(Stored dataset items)
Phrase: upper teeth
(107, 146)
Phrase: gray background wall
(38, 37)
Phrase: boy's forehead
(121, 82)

■ **Task instructions**
All lines of the data above must be returned exactly.

■ **Exercise answer**
Phrase: upper teeth
(107, 146)
Phrase: gray background wall
(38, 37)
Phrase: boy's forehead
(121, 82)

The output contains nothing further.